→ **WHAT TO DO**:
Repeat the data below word for word, keeping every line unchanged.

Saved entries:
## Start

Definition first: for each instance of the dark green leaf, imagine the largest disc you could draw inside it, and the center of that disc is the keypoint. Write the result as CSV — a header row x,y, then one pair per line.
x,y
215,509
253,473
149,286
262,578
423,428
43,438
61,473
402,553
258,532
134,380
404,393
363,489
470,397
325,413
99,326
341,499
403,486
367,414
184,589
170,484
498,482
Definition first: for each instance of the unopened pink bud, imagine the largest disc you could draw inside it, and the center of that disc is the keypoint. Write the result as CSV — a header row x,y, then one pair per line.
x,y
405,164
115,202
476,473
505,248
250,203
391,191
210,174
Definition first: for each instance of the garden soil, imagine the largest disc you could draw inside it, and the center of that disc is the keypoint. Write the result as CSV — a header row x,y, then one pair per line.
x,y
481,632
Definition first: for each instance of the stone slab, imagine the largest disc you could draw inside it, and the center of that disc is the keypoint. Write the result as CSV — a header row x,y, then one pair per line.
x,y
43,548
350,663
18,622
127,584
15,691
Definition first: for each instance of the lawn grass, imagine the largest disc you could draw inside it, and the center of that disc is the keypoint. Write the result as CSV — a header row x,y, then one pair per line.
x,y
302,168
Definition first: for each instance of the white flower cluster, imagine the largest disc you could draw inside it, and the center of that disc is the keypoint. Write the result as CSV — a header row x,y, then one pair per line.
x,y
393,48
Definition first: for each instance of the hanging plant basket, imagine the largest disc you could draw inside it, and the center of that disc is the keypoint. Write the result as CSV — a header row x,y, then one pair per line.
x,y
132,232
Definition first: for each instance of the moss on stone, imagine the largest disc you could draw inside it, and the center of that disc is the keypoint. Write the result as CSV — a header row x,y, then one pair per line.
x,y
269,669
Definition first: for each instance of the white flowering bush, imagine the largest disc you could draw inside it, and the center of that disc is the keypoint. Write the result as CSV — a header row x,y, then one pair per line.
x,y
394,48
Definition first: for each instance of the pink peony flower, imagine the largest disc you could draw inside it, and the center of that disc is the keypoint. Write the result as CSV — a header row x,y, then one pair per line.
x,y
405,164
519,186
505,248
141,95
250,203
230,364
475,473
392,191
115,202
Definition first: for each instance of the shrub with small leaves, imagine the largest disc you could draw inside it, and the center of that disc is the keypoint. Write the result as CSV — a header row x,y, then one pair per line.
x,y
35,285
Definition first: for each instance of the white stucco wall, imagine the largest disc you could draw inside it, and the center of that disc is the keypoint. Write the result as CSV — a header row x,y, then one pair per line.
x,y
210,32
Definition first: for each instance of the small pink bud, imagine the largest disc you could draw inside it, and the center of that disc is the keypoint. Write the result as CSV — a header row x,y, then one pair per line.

## End

→ **TASK ANSWER**:
Definition first: for each instance of the dark green leaf, imagine the largest disc you could draw inside it, and the center of that disc is the keypoint. Write the result as CSV — a header row x,y, then one pair per line.
x,y
215,509
253,473
149,286
262,578
423,428
43,438
61,473
402,553
258,532
134,380
404,393
363,489
470,397
325,413
99,326
341,499
403,486
367,414
184,589
170,484
498,482
Definition first: for each instance of the unopened pink bud, imagine the largest disc you could draw inside it, and the center of that disc is the keypoint. Write the result as CSV — a header row x,y, then one pair per line.
x,y
405,164
115,202
476,473
505,248
250,203
391,191
210,174
Definition first: for each instance of the garden soil, imagine the largest disc you could draw inside it, and the center of that disc is the keypoint. Write the result as CSV — a header row x,y, then one pair per line.
x,y
481,632
Definition first: for each instance of the stone slab, imagine the largest disc you could draw inside it, and the center of that disc is the keypoint. Write the result as CSV — a header row x,y, then one pair per line.
x,y
43,548
350,663
18,622
127,584
15,691
Definition first: for each instance of the lawn grass, imagine the largest disc you could draw inside it, and the center of that disc is the keypoint. Write the result as CSV — a header row x,y, then one pair per line.
x,y
302,168
Definition first: for each instance of the white flower cluster, imagine the largest disc you could draw inside it, and the center of that disc is the keypoint. Write the result as CSV — a header row x,y, then one pair per line.
x,y
393,48
Definition first: for each instance of the hanging plant basket, imagine the largest disc you could draw inside it, and the center of that disc is the keypoint. Write the result as CSV — a header row x,y, then one pair per line.
x,y
132,232
Definition first: for each instance of the moss on stone, imagine the largest disc you could draw inside it, and the center of that disc is the keypoint. Write the result as CSV — a header row x,y, then one pair per line.
x,y
269,669
Definition first: for each instance of the white flowering bush, imagine the largest disc you could draw inside it, and the center of that disc is the keypoint. Write the result as CSV — a header row x,y, then one pair per line.
x,y
394,48
Definition first: for each instance of the pink peony flower, imagine the largest disc you could draw inside it, and the center of that disc is the keypoint. Write the result as CSV — a header row x,y, then one pair per line.
x,y
405,164
519,186
505,248
141,95
250,203
230,364
475,473
392,191
115,202
Definition first: for each instance of the shrub with small leaves, imagine the largest disc you could draw inside it, and the center of that disc is the keypoint. Write the result as CSV — a header row x,y, then one pair per line.
x,y
35,285
Definition first: for each instance of the white stucco wall, imagine the largest disc you could draw inside it, and the center of that disc is the keypoint. Write the result as CSV — a header row x,y, then one pair per line.
x,y
210,32
Definition first: for each instance of the small pink bud, imagine the largest disc you could draw inside it, and the center of that disc is the keypoint. Write the result as CSV — a header row x,y, then one pair per line.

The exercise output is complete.